> Entries:
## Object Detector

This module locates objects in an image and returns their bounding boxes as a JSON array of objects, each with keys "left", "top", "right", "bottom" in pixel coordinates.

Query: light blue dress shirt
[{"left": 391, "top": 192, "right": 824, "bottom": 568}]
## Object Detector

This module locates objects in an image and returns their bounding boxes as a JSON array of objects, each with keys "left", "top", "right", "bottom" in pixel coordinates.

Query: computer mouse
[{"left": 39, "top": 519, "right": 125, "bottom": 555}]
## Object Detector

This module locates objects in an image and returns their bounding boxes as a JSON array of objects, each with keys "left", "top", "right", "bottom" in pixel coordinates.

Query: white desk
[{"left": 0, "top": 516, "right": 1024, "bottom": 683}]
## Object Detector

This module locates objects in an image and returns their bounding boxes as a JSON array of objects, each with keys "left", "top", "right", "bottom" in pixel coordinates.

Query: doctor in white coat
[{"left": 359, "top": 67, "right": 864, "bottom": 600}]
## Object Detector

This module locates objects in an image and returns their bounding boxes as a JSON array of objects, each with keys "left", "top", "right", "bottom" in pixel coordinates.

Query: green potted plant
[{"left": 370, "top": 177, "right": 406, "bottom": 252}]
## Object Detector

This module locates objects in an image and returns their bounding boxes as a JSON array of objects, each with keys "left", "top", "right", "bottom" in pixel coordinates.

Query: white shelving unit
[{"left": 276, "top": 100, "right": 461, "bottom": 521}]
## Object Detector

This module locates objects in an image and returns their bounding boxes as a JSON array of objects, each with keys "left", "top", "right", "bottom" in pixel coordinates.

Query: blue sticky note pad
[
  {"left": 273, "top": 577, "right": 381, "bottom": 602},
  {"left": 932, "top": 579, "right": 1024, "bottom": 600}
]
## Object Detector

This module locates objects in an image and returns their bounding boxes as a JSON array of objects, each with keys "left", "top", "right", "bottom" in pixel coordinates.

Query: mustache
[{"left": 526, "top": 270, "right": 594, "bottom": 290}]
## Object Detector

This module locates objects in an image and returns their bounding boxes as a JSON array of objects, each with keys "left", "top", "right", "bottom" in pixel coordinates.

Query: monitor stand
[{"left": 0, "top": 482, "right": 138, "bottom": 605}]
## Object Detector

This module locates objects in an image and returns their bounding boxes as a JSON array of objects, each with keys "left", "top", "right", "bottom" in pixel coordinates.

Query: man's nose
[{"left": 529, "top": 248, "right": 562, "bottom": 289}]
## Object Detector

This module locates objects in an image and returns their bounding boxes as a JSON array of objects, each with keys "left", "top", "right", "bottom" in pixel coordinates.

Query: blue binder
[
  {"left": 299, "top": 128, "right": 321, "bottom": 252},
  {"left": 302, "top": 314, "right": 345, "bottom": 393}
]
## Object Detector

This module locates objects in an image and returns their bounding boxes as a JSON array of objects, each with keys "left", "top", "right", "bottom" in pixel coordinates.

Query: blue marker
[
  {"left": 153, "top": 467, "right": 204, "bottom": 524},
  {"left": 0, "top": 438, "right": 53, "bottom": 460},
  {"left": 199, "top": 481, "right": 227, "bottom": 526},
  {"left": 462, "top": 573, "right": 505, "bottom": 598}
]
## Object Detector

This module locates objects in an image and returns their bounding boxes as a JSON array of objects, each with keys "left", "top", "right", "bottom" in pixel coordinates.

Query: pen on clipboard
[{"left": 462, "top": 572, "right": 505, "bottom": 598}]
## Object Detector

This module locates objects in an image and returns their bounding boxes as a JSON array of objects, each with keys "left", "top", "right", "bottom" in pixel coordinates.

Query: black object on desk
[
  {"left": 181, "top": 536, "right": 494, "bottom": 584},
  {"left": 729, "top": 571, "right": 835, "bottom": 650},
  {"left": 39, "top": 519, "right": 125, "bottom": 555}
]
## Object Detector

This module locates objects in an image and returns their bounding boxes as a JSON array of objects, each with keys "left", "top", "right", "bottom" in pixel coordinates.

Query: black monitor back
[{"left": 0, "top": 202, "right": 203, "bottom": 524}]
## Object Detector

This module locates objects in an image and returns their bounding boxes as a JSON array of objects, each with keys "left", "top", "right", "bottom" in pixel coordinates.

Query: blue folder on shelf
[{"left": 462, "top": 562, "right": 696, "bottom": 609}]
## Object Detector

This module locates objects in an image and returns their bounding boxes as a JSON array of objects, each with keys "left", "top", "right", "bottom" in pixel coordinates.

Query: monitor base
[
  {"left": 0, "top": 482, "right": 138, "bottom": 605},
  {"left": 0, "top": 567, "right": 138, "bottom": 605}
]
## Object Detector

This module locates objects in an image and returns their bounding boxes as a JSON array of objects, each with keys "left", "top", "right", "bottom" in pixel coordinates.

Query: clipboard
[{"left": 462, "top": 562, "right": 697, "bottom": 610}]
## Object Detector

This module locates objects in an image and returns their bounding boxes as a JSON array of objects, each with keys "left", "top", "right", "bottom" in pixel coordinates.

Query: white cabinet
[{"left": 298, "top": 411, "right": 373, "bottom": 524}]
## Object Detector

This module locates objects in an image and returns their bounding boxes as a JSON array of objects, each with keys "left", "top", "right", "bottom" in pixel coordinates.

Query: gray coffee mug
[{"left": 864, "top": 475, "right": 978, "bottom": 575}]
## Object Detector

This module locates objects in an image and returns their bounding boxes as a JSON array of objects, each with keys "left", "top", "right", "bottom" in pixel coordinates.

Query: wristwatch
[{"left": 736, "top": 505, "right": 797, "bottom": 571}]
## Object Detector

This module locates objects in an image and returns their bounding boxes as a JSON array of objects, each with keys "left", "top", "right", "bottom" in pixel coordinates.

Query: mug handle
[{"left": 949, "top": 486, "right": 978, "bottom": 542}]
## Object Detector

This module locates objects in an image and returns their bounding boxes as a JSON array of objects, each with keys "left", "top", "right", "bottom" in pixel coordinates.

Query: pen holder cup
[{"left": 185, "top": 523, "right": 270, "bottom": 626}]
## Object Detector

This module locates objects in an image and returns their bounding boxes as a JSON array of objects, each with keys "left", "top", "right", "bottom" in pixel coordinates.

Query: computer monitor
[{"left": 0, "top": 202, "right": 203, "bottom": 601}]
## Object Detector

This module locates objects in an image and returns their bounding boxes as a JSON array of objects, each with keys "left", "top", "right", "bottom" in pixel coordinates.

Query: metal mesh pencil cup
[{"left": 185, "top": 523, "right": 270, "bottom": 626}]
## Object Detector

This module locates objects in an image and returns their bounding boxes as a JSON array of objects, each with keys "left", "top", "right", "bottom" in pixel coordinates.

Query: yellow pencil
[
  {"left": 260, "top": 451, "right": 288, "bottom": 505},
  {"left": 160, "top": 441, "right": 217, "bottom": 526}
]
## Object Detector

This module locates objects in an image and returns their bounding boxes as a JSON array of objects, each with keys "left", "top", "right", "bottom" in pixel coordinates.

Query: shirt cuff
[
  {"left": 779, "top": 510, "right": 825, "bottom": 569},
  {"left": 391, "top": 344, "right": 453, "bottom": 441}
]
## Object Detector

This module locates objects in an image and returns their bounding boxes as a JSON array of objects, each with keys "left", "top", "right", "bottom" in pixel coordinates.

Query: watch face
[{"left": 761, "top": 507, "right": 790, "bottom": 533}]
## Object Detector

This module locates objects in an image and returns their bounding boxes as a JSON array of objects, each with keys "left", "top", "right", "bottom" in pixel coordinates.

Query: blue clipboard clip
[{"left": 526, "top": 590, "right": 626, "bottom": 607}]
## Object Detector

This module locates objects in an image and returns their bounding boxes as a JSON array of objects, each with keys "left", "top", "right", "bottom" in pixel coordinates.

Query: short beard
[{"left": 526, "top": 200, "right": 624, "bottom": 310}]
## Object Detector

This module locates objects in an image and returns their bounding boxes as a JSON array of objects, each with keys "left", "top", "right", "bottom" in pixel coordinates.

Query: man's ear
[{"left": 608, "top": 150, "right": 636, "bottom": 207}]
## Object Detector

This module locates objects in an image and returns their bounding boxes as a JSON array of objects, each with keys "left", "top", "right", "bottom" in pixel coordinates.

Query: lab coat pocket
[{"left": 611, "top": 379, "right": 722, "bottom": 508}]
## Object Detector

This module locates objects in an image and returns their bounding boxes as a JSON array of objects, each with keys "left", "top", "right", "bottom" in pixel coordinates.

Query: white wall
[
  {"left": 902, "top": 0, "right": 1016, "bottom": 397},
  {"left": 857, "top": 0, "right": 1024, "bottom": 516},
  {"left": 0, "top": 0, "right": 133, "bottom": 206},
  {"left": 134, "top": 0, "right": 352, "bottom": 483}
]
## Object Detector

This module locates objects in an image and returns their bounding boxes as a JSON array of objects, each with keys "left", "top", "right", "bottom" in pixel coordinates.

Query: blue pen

> Task details:
Gather every line of the records above that contains the string "blue" and copy each one out in full. Case counts.

> Solution to the problem:
Query: light blue dress shirt
Query: blue sticky note pad
Query: blue binder
Query: blue marker
Query: blue folder on shelf
Query: blue clipboard clip
Query: blue pen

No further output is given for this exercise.